Задание -> Масштабируйте только отрезок строк ниже, от строки с «the wooden table.» по последнюю строку включительно, и приведите эти строки заново вместе с запросами. Каждую координату точек в ответах умножьте на 0,8 и округлите до целого, половины вверх, а числа в запросах и образцах формата оставьте без изменений.

====== Исходные строки

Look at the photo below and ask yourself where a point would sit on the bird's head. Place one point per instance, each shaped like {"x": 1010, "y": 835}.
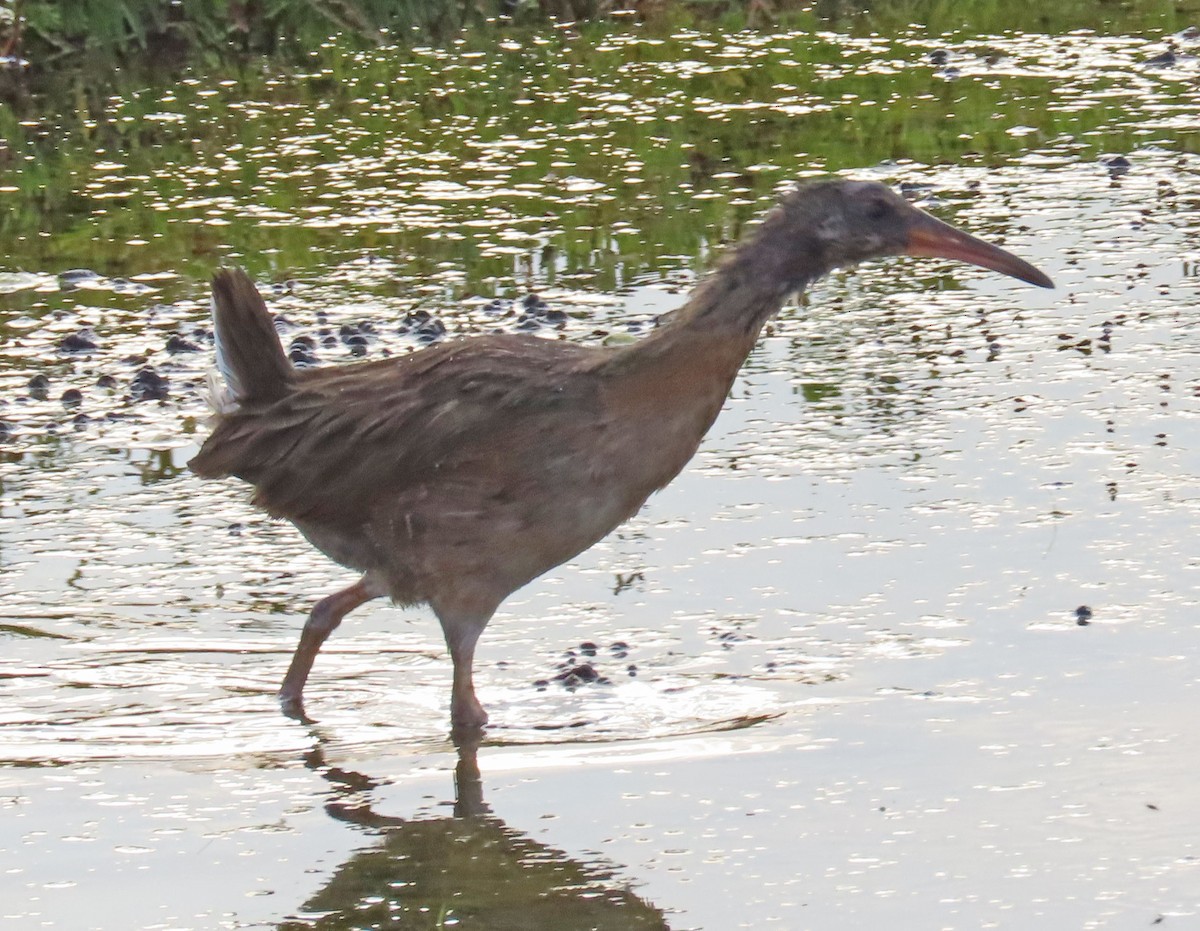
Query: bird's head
{"x": 841, "y": 223}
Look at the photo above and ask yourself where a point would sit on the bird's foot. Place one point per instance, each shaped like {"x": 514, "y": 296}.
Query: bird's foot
{"x": 293, "y": 707}
{"x": 467, "y": 715}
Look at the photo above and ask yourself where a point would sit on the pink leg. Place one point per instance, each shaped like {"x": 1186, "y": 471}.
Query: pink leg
{"x": 325, "y": 616}
{"x": 462, "y": 624}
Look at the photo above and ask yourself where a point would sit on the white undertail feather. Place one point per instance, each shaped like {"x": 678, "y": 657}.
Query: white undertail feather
{"x": 222, "y": 384}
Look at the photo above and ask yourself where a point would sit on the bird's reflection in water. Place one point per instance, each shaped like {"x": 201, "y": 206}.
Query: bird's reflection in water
{"x": 465, "y": 871}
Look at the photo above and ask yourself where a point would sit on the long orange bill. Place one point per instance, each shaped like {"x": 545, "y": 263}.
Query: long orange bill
{"x": 930, "y": 236}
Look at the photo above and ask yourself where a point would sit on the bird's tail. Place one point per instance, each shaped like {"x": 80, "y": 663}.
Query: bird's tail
{"x": 250, "y": 355}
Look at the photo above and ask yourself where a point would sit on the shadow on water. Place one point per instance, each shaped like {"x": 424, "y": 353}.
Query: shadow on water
{"x": 465, "y": 870}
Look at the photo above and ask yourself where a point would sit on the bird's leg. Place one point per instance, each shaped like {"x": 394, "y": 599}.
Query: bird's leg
{"x": 462, "y": 630}
{"x": 325, "y": 616}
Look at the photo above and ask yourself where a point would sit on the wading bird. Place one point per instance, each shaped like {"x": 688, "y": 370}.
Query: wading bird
{"x": 460, "y": 473}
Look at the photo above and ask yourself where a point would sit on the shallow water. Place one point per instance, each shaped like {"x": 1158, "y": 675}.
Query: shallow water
{"x": 850, "y": 685}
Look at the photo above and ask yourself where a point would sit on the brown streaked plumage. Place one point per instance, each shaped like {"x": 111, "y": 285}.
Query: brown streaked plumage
{"x": 460, "y": 473}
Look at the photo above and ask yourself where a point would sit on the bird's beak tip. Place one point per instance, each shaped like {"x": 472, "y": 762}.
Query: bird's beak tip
{"x": 933, "y": 238}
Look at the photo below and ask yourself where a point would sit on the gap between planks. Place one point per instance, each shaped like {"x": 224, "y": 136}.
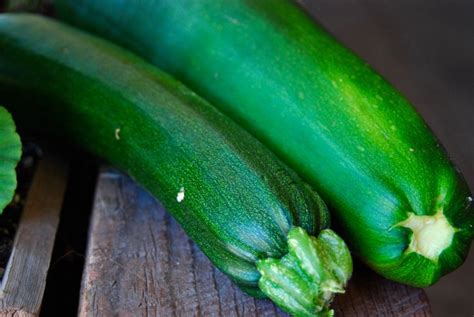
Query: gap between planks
{"x": 139, "y": 262}
{"x": 24, "y": 281}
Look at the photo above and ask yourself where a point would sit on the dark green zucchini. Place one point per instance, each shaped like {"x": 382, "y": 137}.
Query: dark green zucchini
{"x": 252, "y": 216}
{"x": 403, "y": 207}
{"x": 10, "y": 153}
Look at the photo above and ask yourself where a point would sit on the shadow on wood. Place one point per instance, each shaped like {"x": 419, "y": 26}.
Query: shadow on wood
{"x": 139, "y": 262}
{"x": 25, "y": 277}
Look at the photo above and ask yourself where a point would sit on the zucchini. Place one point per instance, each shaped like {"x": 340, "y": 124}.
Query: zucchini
{"x": 401, "y": 205}
{"x": 10, "y": 153}
{"x": 252, "y": 216}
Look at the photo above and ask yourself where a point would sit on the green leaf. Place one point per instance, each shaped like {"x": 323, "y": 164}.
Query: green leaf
{"x": 10, "y": 153}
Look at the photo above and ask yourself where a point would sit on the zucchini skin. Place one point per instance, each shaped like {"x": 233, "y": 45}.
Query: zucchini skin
{"x": 323, "y": 110}
{"x": 233, "y": 197}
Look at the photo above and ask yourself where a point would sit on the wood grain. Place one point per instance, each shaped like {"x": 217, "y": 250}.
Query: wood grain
{"x": 139, "y": 262}
{"x": 25, "y": 277}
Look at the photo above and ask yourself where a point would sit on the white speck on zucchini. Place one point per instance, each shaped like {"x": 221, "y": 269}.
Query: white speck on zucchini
{"x": 180, "y": 196}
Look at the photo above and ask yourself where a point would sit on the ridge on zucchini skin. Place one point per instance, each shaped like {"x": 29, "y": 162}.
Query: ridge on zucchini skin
{"x": 230, "y": 194}
{"x": 319, "y": 107}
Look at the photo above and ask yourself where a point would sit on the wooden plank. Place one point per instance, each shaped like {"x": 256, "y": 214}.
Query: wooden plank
{"x": 24, "y": 281}
{"x": 140, "y": 263}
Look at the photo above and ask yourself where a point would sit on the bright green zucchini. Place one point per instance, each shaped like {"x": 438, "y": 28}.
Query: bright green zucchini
{"x": 252, "y": 216}
{"x": 403, "y": 207}
{"x": 10, "y": 153}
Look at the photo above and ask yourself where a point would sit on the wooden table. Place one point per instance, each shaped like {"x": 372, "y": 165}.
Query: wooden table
{"x": 140, "y": 263}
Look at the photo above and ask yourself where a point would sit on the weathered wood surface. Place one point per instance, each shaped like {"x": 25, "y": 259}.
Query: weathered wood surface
{"x": 24, "y": 281}
{"x": 139, "y": 262}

============

Решение ->
Look at the photo above and ask yourself where a point would sit on the wooden table. Place one point per instance, each shaped like {"x": 372, "y": 165}.
Query: wooden table
{"x": 112, "y": 210}
Look at the photo above and ask yourself where a point would sit on the weathered wood surface. Place one point per instance, each shaped like {"x": 25, "y": 259}.
Query: weathered wood surface
{"x": 19, "y": 225}
{"x": 111, "y": 210}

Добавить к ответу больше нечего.